* start Data supplied *

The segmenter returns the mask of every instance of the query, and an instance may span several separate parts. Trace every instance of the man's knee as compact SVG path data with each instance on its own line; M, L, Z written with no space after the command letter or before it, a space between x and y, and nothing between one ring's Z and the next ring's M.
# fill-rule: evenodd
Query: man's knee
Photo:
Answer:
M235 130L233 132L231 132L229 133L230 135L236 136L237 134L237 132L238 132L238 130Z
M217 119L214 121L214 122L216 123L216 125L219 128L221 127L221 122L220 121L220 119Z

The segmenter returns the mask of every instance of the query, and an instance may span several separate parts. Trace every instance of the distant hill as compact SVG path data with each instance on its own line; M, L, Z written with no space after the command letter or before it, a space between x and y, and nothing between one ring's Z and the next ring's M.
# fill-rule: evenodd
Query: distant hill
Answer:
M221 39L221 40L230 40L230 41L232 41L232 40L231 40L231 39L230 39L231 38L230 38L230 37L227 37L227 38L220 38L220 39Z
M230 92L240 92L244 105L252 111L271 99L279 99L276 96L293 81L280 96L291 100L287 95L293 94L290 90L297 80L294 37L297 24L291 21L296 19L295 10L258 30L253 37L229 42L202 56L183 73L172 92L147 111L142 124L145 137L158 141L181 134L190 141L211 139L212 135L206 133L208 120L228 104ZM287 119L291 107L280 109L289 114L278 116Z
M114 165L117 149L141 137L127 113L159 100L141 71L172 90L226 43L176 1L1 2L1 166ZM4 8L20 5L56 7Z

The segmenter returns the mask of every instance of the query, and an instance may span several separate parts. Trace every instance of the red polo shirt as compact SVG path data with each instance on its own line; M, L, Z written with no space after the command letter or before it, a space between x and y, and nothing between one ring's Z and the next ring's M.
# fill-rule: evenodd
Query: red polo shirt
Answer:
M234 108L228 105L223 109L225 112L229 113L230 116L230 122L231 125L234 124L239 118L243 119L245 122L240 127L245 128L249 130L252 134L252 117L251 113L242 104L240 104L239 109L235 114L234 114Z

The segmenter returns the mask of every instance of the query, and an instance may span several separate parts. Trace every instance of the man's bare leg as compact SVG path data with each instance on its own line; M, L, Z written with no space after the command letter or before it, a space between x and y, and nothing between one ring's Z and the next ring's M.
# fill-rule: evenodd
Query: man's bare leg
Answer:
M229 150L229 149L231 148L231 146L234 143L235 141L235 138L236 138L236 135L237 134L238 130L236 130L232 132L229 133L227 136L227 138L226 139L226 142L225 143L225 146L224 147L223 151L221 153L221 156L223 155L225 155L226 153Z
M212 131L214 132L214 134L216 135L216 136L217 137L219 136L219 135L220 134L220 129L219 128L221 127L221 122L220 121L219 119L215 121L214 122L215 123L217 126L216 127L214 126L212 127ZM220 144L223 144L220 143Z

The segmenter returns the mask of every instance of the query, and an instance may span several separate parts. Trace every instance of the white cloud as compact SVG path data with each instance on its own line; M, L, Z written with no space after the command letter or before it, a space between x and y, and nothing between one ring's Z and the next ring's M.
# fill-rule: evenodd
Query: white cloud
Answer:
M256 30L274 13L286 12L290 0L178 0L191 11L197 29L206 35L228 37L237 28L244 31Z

* end Data supplied *
* start Data supplied *

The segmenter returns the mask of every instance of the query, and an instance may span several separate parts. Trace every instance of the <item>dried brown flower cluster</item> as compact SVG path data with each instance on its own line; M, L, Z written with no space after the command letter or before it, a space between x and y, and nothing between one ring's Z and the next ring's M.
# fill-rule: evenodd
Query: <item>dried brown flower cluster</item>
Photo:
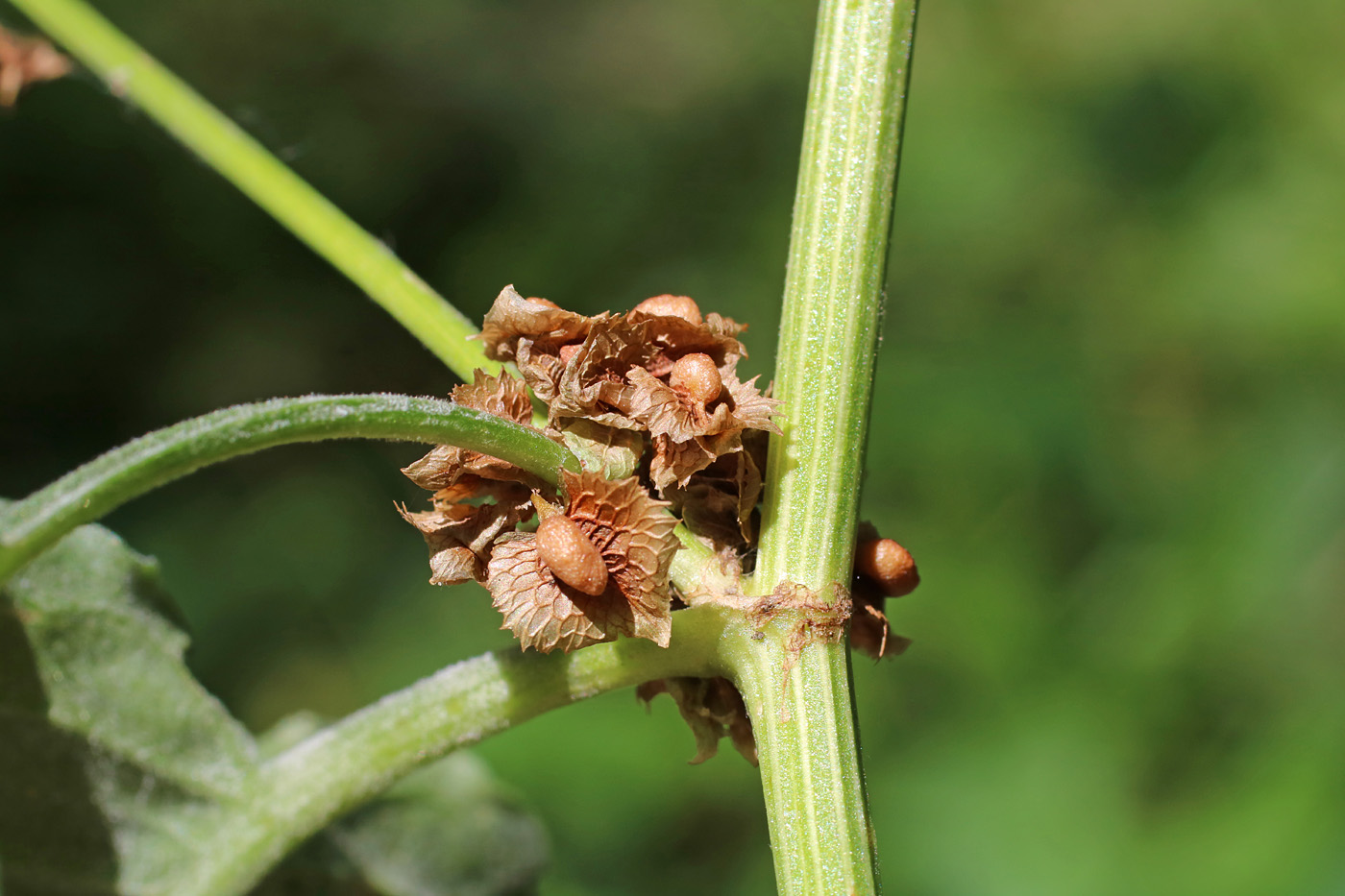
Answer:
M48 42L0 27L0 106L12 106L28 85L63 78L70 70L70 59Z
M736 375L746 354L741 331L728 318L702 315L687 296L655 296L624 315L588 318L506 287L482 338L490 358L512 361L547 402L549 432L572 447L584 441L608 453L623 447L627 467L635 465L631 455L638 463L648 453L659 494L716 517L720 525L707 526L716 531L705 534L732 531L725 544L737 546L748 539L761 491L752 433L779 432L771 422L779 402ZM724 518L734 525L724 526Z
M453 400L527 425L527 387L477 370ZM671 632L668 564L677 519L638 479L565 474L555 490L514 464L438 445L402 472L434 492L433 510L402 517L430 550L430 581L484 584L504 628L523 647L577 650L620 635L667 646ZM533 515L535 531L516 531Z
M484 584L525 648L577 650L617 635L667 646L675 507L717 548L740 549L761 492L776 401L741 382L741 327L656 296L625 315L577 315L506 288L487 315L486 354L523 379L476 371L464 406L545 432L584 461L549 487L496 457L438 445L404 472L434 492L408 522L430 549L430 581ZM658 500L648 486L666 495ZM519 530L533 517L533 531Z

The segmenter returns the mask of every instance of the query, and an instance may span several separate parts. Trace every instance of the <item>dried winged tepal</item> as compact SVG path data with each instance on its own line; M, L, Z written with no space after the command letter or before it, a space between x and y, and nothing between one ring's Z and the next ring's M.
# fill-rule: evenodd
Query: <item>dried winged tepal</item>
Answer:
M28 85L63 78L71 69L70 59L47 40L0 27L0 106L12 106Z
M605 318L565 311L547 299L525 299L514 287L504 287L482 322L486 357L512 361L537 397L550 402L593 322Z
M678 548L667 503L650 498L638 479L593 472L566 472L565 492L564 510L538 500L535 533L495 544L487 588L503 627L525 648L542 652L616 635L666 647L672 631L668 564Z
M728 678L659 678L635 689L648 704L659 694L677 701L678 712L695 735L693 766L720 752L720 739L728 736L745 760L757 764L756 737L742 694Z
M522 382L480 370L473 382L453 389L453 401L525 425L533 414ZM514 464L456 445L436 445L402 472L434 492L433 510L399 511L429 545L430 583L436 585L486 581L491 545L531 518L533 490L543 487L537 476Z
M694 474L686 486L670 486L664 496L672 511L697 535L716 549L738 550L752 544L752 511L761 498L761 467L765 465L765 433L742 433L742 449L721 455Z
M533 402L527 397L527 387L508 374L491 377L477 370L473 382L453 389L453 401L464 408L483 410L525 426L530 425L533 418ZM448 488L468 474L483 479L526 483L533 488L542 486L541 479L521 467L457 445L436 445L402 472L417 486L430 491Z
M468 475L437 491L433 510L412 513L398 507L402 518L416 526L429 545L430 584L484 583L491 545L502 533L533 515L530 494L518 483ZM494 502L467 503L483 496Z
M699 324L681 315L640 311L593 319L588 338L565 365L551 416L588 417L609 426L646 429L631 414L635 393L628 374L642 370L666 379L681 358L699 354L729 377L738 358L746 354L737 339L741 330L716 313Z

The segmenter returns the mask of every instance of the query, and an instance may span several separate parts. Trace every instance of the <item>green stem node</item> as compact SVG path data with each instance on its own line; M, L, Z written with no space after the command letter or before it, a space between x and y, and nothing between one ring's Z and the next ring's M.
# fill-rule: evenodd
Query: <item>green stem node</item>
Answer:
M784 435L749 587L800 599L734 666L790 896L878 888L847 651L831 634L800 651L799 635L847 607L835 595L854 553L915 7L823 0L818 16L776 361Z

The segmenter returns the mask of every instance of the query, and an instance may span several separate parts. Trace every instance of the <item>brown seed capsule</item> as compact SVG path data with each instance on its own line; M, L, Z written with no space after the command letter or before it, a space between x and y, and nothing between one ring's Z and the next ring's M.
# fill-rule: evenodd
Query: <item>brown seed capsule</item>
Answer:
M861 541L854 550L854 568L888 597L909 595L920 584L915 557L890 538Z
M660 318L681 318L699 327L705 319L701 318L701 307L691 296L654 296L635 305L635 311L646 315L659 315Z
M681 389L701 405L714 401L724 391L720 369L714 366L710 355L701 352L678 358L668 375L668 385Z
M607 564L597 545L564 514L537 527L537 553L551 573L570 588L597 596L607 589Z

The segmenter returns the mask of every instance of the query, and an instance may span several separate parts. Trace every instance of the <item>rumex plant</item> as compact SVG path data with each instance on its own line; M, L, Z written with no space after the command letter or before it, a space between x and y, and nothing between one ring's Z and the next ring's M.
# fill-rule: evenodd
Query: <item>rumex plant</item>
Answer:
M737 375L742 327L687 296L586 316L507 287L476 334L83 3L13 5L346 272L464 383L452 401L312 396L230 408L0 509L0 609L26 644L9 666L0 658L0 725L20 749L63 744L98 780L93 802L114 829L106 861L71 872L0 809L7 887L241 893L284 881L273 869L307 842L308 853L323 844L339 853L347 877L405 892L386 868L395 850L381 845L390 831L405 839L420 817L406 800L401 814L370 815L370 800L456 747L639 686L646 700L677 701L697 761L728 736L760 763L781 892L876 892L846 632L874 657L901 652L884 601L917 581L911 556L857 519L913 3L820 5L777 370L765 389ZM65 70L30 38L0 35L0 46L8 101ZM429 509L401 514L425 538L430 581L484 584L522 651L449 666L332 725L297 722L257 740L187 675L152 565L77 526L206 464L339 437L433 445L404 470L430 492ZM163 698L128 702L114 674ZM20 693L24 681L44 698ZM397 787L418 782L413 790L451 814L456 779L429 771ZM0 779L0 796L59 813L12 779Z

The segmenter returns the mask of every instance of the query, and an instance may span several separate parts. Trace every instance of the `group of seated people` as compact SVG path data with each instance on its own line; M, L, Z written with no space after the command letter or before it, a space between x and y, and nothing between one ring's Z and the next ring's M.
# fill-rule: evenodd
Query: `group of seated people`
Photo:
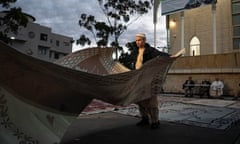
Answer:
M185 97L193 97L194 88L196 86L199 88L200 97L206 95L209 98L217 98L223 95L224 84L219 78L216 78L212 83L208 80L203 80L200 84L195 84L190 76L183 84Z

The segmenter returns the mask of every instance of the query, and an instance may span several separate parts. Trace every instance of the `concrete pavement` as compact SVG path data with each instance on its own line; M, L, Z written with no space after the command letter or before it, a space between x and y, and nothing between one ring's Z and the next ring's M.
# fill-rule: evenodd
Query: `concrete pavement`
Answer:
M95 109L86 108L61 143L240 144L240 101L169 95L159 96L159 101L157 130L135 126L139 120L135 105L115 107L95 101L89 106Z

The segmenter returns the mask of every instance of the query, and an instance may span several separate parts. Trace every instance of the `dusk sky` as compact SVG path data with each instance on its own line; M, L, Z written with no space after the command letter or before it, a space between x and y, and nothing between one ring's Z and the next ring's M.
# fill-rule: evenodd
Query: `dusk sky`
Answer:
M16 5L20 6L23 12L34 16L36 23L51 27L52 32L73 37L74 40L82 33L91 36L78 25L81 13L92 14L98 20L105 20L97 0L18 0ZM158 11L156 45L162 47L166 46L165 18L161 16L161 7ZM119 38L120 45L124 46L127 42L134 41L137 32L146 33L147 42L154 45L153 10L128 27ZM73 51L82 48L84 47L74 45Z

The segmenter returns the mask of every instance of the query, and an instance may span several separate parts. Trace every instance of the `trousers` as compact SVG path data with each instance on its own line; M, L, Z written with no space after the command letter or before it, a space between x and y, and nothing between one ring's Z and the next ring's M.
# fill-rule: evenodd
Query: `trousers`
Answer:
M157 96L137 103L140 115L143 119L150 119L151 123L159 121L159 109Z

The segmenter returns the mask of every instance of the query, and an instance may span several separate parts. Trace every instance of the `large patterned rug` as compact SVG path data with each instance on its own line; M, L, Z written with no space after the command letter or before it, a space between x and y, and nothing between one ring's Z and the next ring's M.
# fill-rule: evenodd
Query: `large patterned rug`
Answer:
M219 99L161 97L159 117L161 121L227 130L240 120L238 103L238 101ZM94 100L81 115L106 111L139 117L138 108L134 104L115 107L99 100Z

* end Data supplied *
* start Data supplied *

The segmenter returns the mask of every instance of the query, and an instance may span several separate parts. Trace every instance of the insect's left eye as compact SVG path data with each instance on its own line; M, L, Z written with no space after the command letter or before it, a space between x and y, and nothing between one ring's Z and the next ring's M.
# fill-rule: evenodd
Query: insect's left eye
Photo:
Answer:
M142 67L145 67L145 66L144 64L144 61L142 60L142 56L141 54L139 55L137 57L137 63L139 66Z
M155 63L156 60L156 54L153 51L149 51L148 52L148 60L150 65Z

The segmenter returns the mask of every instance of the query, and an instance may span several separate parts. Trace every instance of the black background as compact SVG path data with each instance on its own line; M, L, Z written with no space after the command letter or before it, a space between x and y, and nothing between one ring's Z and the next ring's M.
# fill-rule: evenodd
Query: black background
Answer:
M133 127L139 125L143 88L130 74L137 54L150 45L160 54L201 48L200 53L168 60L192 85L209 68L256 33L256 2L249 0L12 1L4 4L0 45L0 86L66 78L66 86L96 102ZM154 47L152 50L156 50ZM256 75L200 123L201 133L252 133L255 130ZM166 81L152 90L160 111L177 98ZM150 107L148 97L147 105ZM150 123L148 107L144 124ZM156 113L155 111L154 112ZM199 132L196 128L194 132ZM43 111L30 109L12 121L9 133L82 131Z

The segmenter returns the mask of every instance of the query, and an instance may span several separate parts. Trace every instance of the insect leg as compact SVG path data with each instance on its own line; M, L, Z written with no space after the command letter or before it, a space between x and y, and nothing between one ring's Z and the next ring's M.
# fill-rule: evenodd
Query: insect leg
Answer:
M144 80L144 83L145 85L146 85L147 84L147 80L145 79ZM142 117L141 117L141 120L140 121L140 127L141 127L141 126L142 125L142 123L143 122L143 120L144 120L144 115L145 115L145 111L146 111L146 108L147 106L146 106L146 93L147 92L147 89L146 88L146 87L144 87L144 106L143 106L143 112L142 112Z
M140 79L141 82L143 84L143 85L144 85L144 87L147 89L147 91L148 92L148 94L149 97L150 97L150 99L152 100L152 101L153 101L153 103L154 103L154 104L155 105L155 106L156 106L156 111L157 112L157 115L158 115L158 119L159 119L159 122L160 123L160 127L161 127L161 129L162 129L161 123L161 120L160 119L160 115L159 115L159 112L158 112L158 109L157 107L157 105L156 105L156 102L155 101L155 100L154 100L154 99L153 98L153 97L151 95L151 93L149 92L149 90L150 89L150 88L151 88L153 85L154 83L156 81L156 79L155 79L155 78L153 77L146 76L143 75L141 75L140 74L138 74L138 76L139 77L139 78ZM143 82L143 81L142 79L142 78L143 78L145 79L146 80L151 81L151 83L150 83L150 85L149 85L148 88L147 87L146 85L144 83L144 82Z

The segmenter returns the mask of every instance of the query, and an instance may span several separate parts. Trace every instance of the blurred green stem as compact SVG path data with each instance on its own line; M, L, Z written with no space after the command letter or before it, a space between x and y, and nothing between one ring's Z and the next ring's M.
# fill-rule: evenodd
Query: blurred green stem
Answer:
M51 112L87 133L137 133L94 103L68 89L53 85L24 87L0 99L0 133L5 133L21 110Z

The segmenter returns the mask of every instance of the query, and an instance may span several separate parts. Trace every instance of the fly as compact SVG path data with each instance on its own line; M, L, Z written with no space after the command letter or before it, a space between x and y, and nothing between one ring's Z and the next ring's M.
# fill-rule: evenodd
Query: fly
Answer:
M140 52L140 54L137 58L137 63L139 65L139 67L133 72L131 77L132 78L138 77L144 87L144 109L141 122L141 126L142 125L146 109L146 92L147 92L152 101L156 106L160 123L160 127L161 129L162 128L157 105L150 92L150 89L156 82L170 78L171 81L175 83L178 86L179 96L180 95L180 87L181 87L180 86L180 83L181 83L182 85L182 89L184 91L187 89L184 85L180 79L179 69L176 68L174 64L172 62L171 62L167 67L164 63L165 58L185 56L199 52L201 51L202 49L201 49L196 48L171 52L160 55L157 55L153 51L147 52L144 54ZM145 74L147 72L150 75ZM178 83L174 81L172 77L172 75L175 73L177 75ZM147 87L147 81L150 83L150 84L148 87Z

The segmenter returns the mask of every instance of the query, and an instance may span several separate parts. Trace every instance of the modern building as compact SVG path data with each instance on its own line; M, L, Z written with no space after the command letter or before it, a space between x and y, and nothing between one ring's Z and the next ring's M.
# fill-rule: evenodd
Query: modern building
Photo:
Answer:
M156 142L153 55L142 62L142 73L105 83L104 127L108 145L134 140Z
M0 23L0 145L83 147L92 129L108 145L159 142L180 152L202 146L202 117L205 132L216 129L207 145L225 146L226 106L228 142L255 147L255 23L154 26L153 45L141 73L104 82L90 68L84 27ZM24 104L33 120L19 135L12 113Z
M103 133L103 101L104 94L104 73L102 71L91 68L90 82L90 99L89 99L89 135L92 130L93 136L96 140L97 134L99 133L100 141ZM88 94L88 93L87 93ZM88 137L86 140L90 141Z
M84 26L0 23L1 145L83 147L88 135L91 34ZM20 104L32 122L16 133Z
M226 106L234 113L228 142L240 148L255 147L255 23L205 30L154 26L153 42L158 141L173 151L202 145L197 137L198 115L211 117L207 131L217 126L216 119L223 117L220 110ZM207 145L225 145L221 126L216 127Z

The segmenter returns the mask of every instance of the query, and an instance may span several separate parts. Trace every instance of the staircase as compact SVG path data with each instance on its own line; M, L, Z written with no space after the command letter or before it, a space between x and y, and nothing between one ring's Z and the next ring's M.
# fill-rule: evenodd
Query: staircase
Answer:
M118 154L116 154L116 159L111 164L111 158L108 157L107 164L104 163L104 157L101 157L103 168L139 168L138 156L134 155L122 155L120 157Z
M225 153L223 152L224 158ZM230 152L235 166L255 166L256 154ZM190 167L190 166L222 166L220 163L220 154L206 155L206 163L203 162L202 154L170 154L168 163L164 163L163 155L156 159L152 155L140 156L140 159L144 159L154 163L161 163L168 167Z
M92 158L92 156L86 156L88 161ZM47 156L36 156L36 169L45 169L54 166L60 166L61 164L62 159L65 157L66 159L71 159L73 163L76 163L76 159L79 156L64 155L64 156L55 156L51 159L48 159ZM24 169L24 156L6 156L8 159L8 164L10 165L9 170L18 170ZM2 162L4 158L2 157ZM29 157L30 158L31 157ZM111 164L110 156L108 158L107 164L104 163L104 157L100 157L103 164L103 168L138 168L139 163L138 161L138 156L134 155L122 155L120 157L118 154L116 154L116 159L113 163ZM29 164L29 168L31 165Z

* end Data supplied *

Written problem ->
Rename "distant hill" to "faraway hill" in the lines starting with the one containing "the man's knee" and going on through the one containing "M114 165L117 149L141", and give back only those lines with everything else left the same.

Worked solution ->
The segmenter returns the mask of every instance of the query, and an instance may span several separate parts. Trace every instance of the man's knee as compact SVG path data with each instance on its own line; M, L, Z written with no space after the command letter or before it, a space between x and y, and nothing between one ring's Z and the next ring's M.
# fill-rule: evenodd
Query: man's knee
Photo:
Answer:
M235 130L233 132L231 132L229 133L230 135L236 136L237 134L237 132L238 132L238 130Z
M217 119L214 121L214 122L216 123L216 125L219 128L221 127L221 122L220 121L220 119Z

The segmenter returns the mask of every instance of the query, and an instance may span several separate parts. Trace every instance of the faraway hill as compact SVG path data with each instance on its own line; M, L, Z written with no space after the command letter or before it, a space between x and y, and nothing between one ring's Z and the next ring's M.
# fill-rule: evenodd
Query: faraway hill
Answer:
M221 39L221 40L230 40L230 41L232 41L232 40L231 40L231 39L230 39L231 38L230 38L230 37L227 37L227 38L220 38L220 39Z
M230 92L240 92L244 105L252 111L271 99L279 99L276 96L293 81L280 96L291 100L287 95L293 94L290 90L297 80L294 37L297 24L291 21L296 19L295 10L258 30L253 37L229 42L202 56L183 73L172 92L147 111L142 124L145 137L158 141L181 134L190 141L211 139L212 135L206 133L208 120L228 104ZM287 119L291 107L280 109L289 114L278 116Z
M114 165L117 149L141 137L127 113L159 100L141 71L172 90L226 43L176 1L1 2L1 166ZM4 8L20 5L56 7Z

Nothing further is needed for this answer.